_Texto em análise_
Nas notas que preparou para a conferência diz-nos que "a ciência é reconhecidamente frágil face aos ditames do poder". Que alcance têm estas suas palavras?
Reconhece-se haver maior desenvolvimento económico-social em países em que a ciência é mais financiada, e assim adquire maior capacidade de concretizar um poder de intervenção social. Quem distribui financiamento público tem sempre a possibilidade de condicionar as opções de aplicação das verbas concedidas. Isso confere à ciência uma fragilidade face aos interesses do poder político e reduz a liberdade dos investigadores. No mesmo sentido, aceitamos que os privados que investem na ciência pretendem ter retorno com mais-valias do investimento feito. Em ambos os casos, podemos dizer que a ciência é frágil, e a liberdade dos investigadores pode estar condicionada ou mesmo limitada.

George Steiner considerava que um dos principais obstáculos a um progresso científico genuíno pode vir da crescente hiperespecialização dos cientistas, que começa a impossibilitar a comunicação mesmo entre investigadores que trabalham em domínios muito próximos. Concorda?
Steiner é um dos grandes maîtres-à-penser do pensamento contemporâneo, que infelizmente já não nos "ilumina". Steiner não era um grande entusiasta do progresso ilimitado da ciência, e frequentemente expressava um certo ceticismo sobre a prática da ciência em pequenos compartimentos, o que lhe retiraria vigor e criatividade. A fragmentação pode reduzir certas áreas a "minifúndios científicos", uma espécie de "guetos" onde os cientistas se sentem confortáveis, publicam os seus resultados com mais facilidade, mas com limitado valor universal. Essa proliferação de "comunidades científicas" isoladas pode associar o risco de faltar uma linguagem comum. Aliás, a falta de uma linguagem comum foi, no século XIX, [a razão] por que deixou de se usar o latim para a comunicação em ciência, um fator de estagnação, mas só temporário, no avanço da ciência, e que a teoria quântica e a teoria da relatividade rapidamente desmentiram. Há uma visão oposta a esta ideia de Steiner, com a qual me identifico mais: em tempos de acentuado dinamismo das áreas em que exploramos novos conhecimentos, o cruzamento de linguagens diferentes pode ser fertilizante. Há grandes centros de investigação que têm áreas comuns de encontro dos cientistas. Para além de cumprirem o seu papel de convívio e lazer são locais onde germinam ideias, algumas originais e disruptivas. Cientistas com "histórias" e formações diferentes constroem soluções para um problema, que cada um deles isoladamente não conseguiria, o que é, claramente, enriquecedor. Uma mesma pergunta científica pode ser sempre olhada na perspetiva do desenho da resposta por caminhos diferentes. Diria que há agora uma certa tendência, baseada nas boas experiências, de juntar e recombinar disciplinas científicas, por exemplo, a Engenharia Biomédica e a Astrobiologia.

_Extrato da listagem_
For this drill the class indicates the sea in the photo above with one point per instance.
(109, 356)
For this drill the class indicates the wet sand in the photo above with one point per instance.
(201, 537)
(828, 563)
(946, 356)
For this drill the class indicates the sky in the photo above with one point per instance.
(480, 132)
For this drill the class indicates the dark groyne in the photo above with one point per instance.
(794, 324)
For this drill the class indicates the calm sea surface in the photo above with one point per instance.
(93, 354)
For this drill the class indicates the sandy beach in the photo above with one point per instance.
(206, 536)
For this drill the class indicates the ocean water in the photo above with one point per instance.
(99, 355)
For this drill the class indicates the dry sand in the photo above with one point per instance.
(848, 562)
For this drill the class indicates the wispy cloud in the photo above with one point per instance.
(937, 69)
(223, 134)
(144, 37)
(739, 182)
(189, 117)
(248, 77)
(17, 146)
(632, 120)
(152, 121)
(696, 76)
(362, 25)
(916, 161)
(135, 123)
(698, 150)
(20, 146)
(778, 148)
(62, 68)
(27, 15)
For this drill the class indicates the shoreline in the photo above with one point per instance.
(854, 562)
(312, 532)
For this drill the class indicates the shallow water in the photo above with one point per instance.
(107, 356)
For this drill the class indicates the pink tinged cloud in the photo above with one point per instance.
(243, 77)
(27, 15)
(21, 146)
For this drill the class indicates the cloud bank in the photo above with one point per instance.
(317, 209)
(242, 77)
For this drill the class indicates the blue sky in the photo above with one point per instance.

...

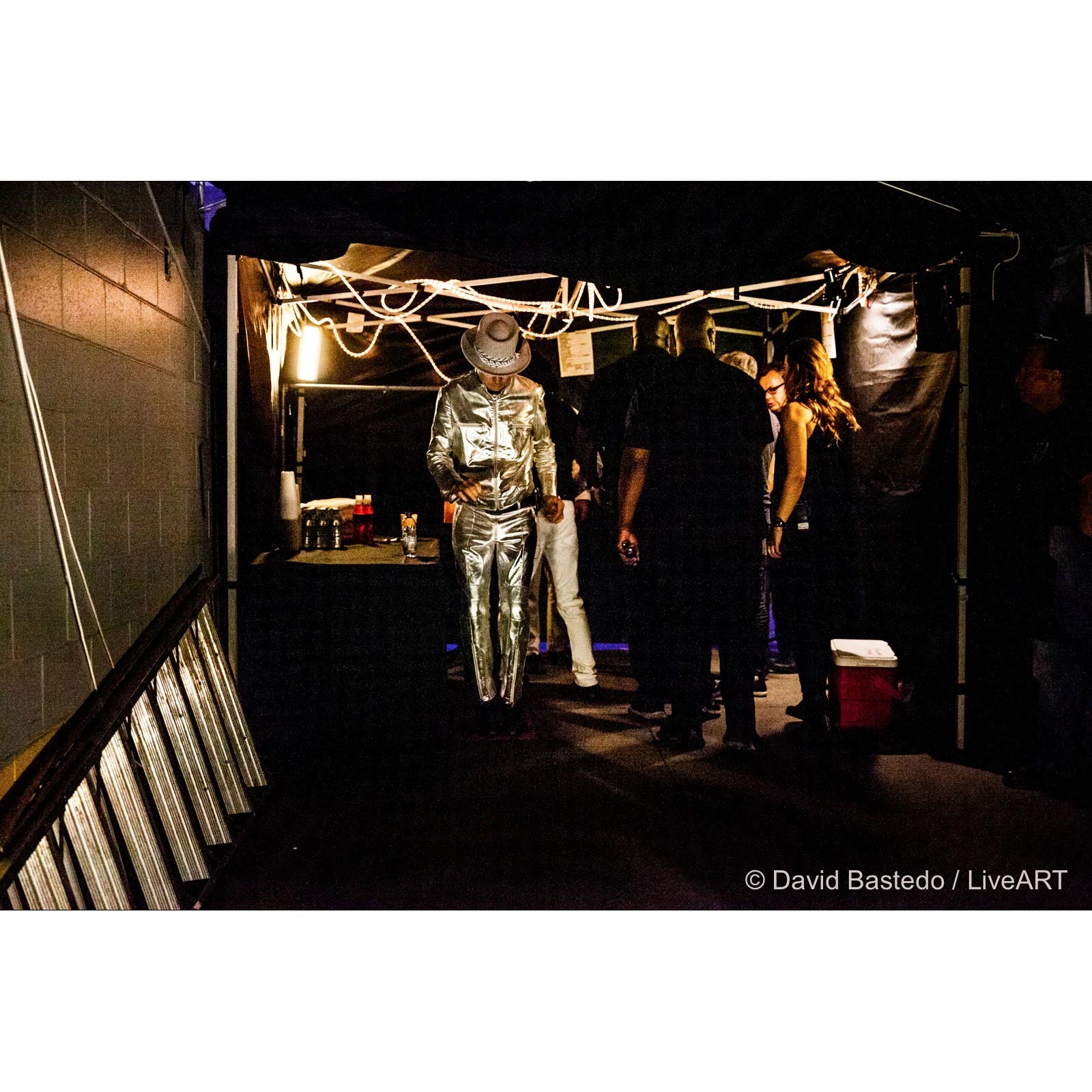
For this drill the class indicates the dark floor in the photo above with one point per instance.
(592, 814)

_Tarefa proposta_
Transcreva a passagem da entrevista que vai de "George Steiner considerava" até "muito próximos. Concorda?", inclusive, e renomeie "hiperespecialização" como "superespecialização". Para resolver, baseie-se apenas na entrevista.

_Resolução do exercício_
George Steiner considerava que um dos principais obstáculos a um progresso científico genuíno pode vir da crescente superespecialização dos cientistas, que começa a impossibilitar a comunicação mesmo entre investigadores que trabalham em domínios muito próximos. Concorda?